• What to work on:
Quote the material below exactly as written, from the first line to the line that holds "locate white radiator", endpoints included.

*** Opening of Provided data ***

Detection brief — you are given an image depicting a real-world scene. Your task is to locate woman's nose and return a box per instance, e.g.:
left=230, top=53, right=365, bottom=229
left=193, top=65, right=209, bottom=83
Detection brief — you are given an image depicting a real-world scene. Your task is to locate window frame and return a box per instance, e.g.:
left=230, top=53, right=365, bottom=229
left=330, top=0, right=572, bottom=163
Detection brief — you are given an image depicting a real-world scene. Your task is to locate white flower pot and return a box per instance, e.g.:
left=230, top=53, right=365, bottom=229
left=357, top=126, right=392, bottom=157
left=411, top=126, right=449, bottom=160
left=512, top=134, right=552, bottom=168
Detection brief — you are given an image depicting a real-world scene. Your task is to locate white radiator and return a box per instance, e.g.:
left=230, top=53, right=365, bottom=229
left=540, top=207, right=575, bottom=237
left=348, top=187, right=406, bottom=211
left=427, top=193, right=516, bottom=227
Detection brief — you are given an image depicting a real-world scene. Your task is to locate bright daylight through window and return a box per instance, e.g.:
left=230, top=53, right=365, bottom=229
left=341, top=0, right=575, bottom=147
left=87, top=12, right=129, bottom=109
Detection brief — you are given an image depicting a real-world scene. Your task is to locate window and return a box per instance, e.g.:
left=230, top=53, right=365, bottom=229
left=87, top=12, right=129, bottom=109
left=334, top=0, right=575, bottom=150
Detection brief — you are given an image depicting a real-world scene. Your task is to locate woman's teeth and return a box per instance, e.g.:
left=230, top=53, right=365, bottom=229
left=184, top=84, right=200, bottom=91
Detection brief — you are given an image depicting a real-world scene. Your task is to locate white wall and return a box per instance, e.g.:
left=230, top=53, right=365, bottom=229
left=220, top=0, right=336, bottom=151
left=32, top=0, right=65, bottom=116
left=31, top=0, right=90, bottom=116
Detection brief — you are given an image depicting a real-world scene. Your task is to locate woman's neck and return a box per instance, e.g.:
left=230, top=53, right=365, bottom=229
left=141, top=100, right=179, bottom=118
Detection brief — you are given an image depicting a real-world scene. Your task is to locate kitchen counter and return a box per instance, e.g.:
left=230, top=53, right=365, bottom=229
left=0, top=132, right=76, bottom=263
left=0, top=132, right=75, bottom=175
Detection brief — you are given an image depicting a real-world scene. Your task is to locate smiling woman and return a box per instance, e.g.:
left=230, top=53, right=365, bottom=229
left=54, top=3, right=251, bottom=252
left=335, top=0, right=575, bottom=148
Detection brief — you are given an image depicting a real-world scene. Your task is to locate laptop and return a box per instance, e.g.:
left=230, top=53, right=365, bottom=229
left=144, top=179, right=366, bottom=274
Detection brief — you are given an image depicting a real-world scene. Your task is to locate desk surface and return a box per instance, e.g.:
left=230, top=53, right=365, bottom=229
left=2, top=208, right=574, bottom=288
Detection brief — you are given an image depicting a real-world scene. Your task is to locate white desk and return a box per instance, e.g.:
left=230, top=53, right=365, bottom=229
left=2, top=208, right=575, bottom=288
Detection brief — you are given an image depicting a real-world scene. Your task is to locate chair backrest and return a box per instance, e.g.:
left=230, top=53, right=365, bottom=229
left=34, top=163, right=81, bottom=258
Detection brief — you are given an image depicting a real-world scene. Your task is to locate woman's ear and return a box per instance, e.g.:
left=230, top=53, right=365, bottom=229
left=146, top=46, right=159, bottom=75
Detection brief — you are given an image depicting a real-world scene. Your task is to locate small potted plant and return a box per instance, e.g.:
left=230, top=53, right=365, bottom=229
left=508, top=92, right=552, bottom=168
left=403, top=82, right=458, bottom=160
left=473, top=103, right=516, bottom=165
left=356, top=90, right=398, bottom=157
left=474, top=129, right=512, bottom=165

*** Close of Provided data ***

• Result of the task:
Detection brief — you are given an image depicting a real-world scene. Your task is to locate woman's nose and return a box per instance, e.g.:
left=230, top=53, right=365, bottom=229
left=193, top=65, right=209, bottom=83
Detection brief — you are given an image depicting a real-world scene. Your task is to locate window frame and return a box per instance, e.g.:
left=230, top=53, right=365, bottom=229
left=330, top=0, right=572, bottom=163
Detection brief — you are given an image depicting a real-world scene. Your task is to locate white flower pot and return a box per instance, e.g.:
left=230, top=53, right=365, bottom=229
left=357, top=126, right=392, bottom=157
left=411, top=126, right=449, bottom=160
left=512, top=134, right=552, bottom=168
Detection brief — you are given an image depicting a real-world scene. Your task is to locate white radiator and return a box per instance, e.g.:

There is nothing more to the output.